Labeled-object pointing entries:
= = = =

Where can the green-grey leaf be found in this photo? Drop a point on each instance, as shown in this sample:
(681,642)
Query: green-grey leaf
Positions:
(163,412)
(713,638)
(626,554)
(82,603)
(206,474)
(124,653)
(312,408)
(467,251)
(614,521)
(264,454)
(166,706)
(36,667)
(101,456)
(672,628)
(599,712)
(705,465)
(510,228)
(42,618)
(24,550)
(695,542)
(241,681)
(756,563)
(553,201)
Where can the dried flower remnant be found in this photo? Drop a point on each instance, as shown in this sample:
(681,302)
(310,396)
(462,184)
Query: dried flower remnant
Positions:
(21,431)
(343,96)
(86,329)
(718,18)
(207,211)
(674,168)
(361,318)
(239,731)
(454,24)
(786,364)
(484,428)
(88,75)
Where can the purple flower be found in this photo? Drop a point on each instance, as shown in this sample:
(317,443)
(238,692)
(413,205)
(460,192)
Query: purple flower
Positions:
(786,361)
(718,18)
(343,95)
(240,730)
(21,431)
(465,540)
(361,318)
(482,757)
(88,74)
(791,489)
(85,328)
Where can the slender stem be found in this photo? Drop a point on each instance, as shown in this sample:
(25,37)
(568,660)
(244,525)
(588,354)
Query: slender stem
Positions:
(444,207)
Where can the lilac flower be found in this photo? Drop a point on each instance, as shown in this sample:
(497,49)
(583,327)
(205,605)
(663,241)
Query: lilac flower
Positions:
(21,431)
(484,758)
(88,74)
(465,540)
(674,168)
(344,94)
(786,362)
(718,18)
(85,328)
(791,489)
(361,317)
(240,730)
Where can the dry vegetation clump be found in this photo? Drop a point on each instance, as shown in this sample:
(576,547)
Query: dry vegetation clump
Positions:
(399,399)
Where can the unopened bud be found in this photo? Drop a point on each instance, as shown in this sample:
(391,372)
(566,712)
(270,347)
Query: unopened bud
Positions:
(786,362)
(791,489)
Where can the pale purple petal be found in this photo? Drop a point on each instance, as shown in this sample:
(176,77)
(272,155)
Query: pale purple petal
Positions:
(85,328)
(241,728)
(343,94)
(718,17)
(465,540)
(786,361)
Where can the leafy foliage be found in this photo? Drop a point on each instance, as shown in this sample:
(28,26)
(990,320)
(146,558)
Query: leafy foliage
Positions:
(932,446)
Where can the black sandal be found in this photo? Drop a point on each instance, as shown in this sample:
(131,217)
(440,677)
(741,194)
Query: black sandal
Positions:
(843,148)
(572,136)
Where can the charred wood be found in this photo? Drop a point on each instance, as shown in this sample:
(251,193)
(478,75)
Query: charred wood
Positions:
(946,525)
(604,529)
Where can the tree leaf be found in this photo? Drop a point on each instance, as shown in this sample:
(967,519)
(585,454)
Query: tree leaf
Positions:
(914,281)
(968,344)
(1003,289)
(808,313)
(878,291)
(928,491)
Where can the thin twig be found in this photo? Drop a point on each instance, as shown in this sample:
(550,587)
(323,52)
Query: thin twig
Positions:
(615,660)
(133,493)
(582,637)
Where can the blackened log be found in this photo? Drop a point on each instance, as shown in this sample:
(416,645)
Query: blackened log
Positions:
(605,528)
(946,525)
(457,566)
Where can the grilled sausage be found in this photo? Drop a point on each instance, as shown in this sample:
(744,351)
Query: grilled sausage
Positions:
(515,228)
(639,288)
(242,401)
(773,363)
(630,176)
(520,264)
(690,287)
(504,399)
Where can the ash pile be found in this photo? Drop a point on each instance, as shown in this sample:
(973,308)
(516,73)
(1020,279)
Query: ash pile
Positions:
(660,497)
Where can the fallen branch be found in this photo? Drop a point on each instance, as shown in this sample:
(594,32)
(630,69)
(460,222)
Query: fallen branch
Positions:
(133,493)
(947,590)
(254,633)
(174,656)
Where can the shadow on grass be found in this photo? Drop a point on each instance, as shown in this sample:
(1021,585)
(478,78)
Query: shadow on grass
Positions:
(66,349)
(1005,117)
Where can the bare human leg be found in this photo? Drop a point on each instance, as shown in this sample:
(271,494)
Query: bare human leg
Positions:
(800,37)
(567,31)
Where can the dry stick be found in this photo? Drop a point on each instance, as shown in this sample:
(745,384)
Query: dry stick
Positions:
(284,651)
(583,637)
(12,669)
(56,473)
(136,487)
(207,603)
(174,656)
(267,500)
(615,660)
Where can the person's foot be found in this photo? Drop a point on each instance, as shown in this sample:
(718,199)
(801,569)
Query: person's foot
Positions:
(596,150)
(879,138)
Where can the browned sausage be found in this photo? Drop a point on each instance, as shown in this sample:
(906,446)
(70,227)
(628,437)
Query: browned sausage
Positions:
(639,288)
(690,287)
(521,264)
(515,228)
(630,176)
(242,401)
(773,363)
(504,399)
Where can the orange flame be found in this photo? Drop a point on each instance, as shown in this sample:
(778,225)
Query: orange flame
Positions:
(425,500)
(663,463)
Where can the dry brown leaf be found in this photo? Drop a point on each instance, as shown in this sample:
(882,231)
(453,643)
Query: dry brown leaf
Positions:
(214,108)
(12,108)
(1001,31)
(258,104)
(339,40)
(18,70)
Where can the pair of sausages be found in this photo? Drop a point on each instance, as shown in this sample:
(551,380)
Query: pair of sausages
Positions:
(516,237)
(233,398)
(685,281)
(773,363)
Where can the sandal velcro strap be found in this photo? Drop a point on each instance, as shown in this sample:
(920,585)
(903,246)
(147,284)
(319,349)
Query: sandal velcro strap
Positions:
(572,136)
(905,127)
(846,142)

= = = =

Reproduce the listing above exactly from the line containing "Where can the orange" through its last line, with both of those lines included.

[Answer for the task]
Where can the orange flame be found in this photo? Drop a point on each instance, as shown in this sample:
(778,225)
Query: orange flame
Positions:
(425,500)
(663,463)
Where can the dry brown leaf be found in this photo? Drop a point on each instance, as shown in this sample:
(882,231)
(453,643)
Query: dry brown leaf
Positions:
(214,108)
(12,108)
(1001,31)
(258,104)
(339,40)
(18,70)
Where can the pair of sausages be found in this photo? Drop a point on each instance, as shown in this sample:
(551,380)
Query: pair of sausages
Positions:
(516,237)
(233,398)
(685,281)
(773,363)
Where can the sandal velcro strap be found in this photo? Drop a point on each instance, as shown in this sample:
(920,585)
(903,246)
(147,284)
(319,349)
Query: sandal velcro strap
Positions:
(572,136)
(905,127)
(846,142)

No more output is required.